▶ [Stated exercise] Could you output every item below verbatim, with no changes at all?

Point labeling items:
------
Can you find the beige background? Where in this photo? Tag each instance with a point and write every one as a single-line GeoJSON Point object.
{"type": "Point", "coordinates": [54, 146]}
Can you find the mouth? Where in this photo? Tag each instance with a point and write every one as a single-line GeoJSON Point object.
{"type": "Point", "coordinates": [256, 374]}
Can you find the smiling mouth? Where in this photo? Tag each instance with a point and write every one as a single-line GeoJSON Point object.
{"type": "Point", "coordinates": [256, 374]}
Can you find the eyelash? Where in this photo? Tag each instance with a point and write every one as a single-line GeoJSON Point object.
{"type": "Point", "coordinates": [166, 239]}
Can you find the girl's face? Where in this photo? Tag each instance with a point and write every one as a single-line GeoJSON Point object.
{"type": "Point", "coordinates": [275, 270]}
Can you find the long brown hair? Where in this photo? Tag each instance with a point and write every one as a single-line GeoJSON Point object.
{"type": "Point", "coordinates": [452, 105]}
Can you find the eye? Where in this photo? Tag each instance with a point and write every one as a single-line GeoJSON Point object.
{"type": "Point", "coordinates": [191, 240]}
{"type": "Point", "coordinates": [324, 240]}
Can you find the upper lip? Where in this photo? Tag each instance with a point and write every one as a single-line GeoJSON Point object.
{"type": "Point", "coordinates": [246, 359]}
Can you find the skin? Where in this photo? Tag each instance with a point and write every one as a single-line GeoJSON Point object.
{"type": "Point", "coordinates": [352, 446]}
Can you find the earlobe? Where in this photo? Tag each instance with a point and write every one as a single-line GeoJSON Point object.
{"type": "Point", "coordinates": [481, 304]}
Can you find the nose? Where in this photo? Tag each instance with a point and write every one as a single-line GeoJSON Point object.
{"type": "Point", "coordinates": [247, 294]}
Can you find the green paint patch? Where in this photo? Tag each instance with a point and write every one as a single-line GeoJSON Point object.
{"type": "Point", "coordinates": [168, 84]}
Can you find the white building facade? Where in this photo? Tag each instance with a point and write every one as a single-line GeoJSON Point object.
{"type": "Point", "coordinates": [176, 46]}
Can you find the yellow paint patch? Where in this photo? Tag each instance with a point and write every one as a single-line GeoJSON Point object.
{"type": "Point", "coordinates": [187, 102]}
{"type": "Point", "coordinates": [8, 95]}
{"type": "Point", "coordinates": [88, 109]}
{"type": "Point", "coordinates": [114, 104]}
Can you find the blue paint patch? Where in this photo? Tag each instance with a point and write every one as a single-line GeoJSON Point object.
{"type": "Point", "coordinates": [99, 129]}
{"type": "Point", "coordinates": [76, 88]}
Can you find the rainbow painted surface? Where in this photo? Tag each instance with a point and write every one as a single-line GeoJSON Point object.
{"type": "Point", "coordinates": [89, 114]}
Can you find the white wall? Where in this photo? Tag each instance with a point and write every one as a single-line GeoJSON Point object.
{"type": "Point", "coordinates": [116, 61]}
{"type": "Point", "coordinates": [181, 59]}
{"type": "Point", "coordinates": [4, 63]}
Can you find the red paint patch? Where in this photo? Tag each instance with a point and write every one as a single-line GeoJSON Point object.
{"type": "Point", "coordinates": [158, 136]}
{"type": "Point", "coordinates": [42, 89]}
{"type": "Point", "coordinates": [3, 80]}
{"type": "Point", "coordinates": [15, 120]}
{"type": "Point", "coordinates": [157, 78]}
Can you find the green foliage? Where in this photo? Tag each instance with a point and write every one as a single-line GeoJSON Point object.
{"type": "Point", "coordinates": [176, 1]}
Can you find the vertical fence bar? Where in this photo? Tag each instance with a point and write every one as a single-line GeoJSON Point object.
------
▶ [Task result]
Can you find the beige background? Where in this photo? Tag each instance with a point and write every one as a single-line GeoJSON Point object.
{"type": "Point", "coordinates": [54, 146]}
Can you find the mouth? Where in this photo? Tag each instance with a point and write every one as a single-line GeoJSON Point object.
{"type": "Point", "coordinates": [256, 374]}
Can you find the smiling mouth? Where in this photo? Tag each instance with a point and write every one as a single-line GeoJSON Point object.
{"type": "Point", "coordinates": [256, 374]}
Can you find the eyelash? Where in this photo? Tag each instance with a point and write every one as a single-line GeoJSON Point object.
{"type": "Point", "coordinates": [166, 239]}
Can you find the girl's face? Where in this photo? Tag each instance with a point and write every one as a single-line GeoJSON Point object.
{"type": "Point", "coordinates": [275, 270]}
Can you find the long brown hair? Where in this photo? Tag each instance with a point and write every one as a single-line GeoJSON Point object.
{"type": "Point", "coordinates": [452, 105]}
Can you find the eye? Where in this photo? Tag each instance with a point and write every one as a single-line GeoJSON Point object.
{"type": "Point", "coordinates": [191, 240]}
{"type": "Point", "coordinates": [324, 240]}
Can you find the upper lip? Where in this photo? Tag each instance with a point and write every one as a single-line GeoJSON Point object.
{"type": "Point", "coordinates": [246, 359]}
Can you find the skin? Where in this photo? Tag each instance with a point and write every one as a single-line GeoJSON Point object.
{"type": "Point", "coordinates": [352, 446]}
Can you find the earlobe? Where in this photo? Tag each instance with a point and write every one as a single-line GeoJSON Point object.
{"type": "Point", "coordinates": [481, 304]}
Can you find the nose? Where in this photo? Tag each instance with a point and write every one as a single-line GeoJSON Point object.
{"type": "Point", "coordinates": [247, 294]}
Can you find the green paint patch? Where in this photo? Tag each instance with a point and write every one as a single-line GeoJSON Point object.
{"type": "Point", "coordinates": [168, 84]}
Can you find the white building facade? Where in this photo? Tag each instance with a point and write every one as a single-line GeoJSON Point object.
{"type": "Point", "coordinates": [176, 46]}
Can you find the yellow paint patch? Where in this photo? Tag each instance with a point and write every one as a single-line GeoJSON Point object.
{"type": "Point", "coordinates": [187, 102]}
{"type": "Point", "coordinates": [8, 95]}
{"type": "Point", "coordinates": [88, 109]}
{"type": "Point", "coordinates": [114, 104]}
Can you find the blue paint patch? Where in this photo? Tag each instance with a point and write every one as a single-line GeoJSON Point object.
{"type": "Point", "coordinates": [99, 129]}
{"type": "Point", "coordinates": [76, 88]}
Can you find the rainbow painted surface? Where in this photo? Tag each instance with a point and write every one as a single-line GeoJSON Point object.
{"type": "Point", "coordinates": [89, 114]}
Can you find the white wall? Where in this photo? Tag each instance with a point and write every one as a single-line GeoJSON Point object.
{"type": "Point", "coordinates": [116, 61]}
{"type": "Point", "coordinates": [181, 59]}
{"type": "Point", "coordinates": [4, 63]}
Can you find the red paint patch? Where in this photo? Tag each instance with a point and write every one as a single-line GeoJSON Point object.
{"type": "Point", "coordinates": [158, 136]}
{"type": "Point", "coordinates": [42, 89]}
{"type": "Point", "coordinates": [3, 80]}
{"type": "Point", "coordinates": [15, 120]}
{"type": "Point", "coordinates": [157, 78]}
Can you find the green foliage? Where in this photo? Tag each instance with a point and write every one as a single-line GeoJSON Point object.
{"type": "Point", "coordinates": [176, 1]}
Can you find the vertical fence bar? Where in this photo? Tag each instance with a point and write every one as a single-line GeoJSON Point object.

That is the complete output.